[Start RECORD EXTRACTS]

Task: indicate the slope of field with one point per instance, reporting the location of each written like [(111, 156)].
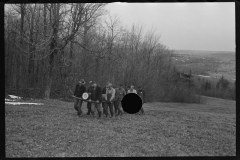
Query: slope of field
[(167, 129)]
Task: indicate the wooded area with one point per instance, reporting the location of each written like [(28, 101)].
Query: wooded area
[(49, 47)]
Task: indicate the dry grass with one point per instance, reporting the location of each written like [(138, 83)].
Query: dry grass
[(167, 129)]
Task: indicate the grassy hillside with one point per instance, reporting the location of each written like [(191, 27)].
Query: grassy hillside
[(167, 129)]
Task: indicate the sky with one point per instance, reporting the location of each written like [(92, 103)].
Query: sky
[(191, 26)]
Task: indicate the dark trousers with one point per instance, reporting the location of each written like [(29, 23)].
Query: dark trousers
[(96, 106), (117, 107), (106, 106), (89, 108), (141, 110), (78, 106)]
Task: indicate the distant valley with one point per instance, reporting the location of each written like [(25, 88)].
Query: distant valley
[(208, 64)]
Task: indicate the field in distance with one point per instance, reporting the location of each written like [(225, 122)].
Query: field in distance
[(166, 129), (208, 63)]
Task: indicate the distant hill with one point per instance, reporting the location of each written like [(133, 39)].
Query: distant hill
[(209, 63), (224, 56)]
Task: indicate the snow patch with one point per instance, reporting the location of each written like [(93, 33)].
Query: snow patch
[(15, 97), (19, 103), (203, 76)]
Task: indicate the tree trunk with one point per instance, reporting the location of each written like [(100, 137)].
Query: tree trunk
[(53, 50), (31, 52)]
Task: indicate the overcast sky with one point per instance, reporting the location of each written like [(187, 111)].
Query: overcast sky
[(193, 26)]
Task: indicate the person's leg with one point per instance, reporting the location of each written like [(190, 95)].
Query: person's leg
[(93, 109), (119, 108), (76, 104), (106, 105), (89, 108), (115, 104), (142, 109), (111, 108), (98, 105), (79, 107)]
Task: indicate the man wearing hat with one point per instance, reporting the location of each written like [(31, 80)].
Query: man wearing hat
[(120, 93), (89, 90), (96, 95), (104, 98), (141, 93), (110, 95), (132, 90), (79, 90)]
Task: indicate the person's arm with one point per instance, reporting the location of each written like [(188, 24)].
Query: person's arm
[(113, 94), (143, 96), (135, 91), (124, 92), (75, 92), (99, 94)]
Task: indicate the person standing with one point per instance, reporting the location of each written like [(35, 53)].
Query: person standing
[(132, 90), (141, 93), (110, 95), (89, 90), (104, 99), (79, 90), (120, 93), (96, 96)]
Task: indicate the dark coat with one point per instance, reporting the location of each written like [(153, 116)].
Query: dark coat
[(141, 94), (120, 93), (96, 94), (79, 90)]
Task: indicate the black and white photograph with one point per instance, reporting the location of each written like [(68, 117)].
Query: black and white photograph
[(120, 79)]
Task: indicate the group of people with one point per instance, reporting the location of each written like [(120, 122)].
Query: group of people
[(108, 97)]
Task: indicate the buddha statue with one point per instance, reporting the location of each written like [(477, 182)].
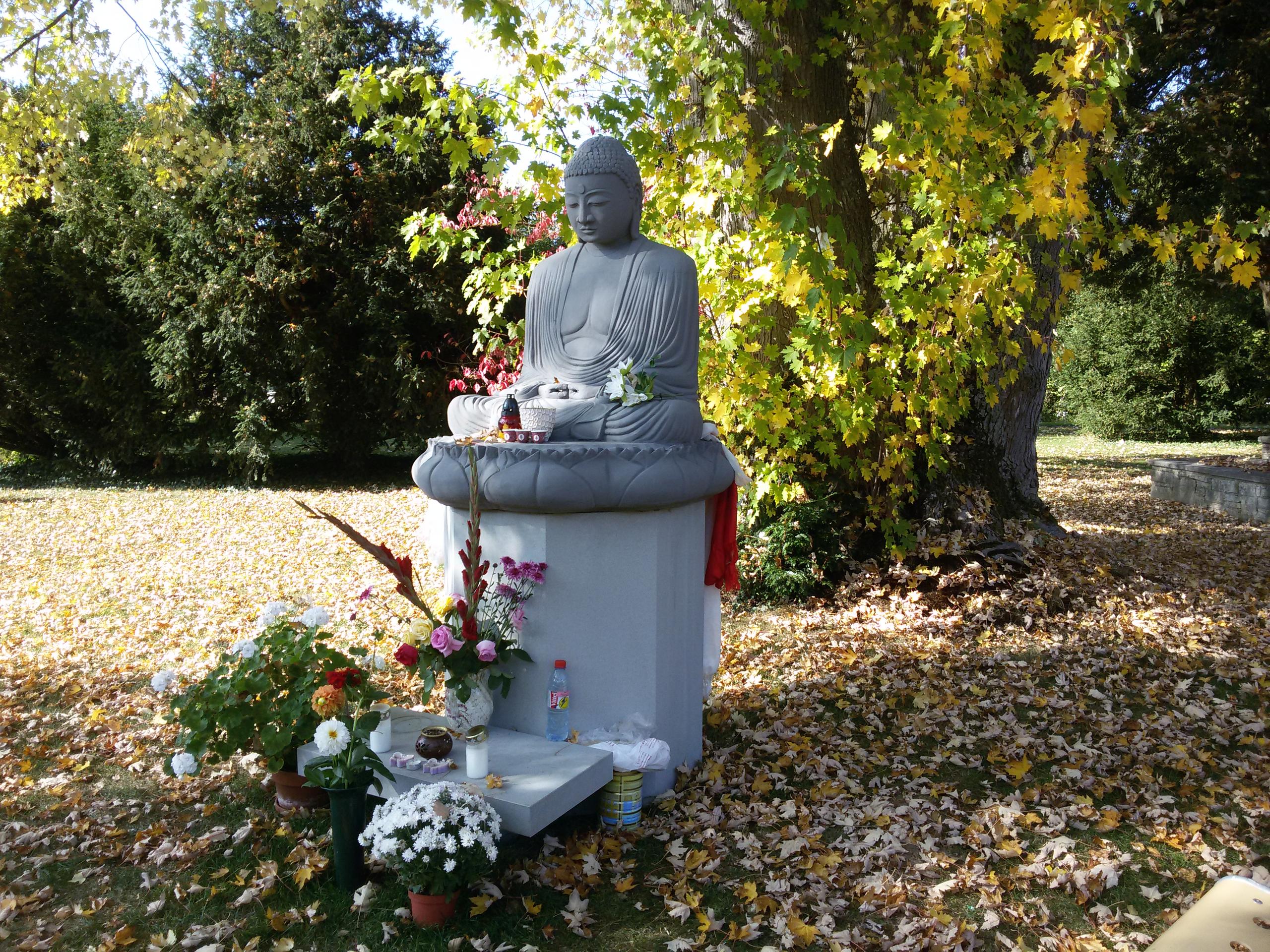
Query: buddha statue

[End RECORD EXTRACTS]

GOAL OF THE EXERCISE:
Please rewrite the material as a JSON list of strings, one per line, from its beginning through the line containing "110), (78, 106)]", inclusive, skipping blank lines and leaving out the pictures.

REPLY TO THE TASK:
[
  "Task: indicate the slope of field with one point per instance, reporting the location of each written like [(111, 156)].",
  "Query: slope of field",
  "[(167, 129)]",
  "Task: indicate the wooded area with one point per instance, reporting the location of each written like [(28, 101)].",
  "Query: wooded area",
  "[(49, 47)]",
  "Task: indicate the dry grass with one point per instance, reporting the location of each written like [(138, 83)].",
  "Query: dry grass",
  "[(167, 129)]",
  "Task: indicate the grassy hillside with one point per instance, reporting the location of each written like [(191, 27)].",
  "Query: grassy hillside",
  "[(167, 129)]",
  "Task: indicate the sky with one point per instance, reporting the location of each written like [(92, 103)].",
  "Query: sky",
  "[(191, 26)]",
  "Task: indicate the dark trousers with one point per instance, reporting the location of each written like [(29, 23)].",
  "Query: dark trousers",
  "[(96, 106), (117, 107), (106, 106), (89, 108), (141, 110), (78, 106)]"
]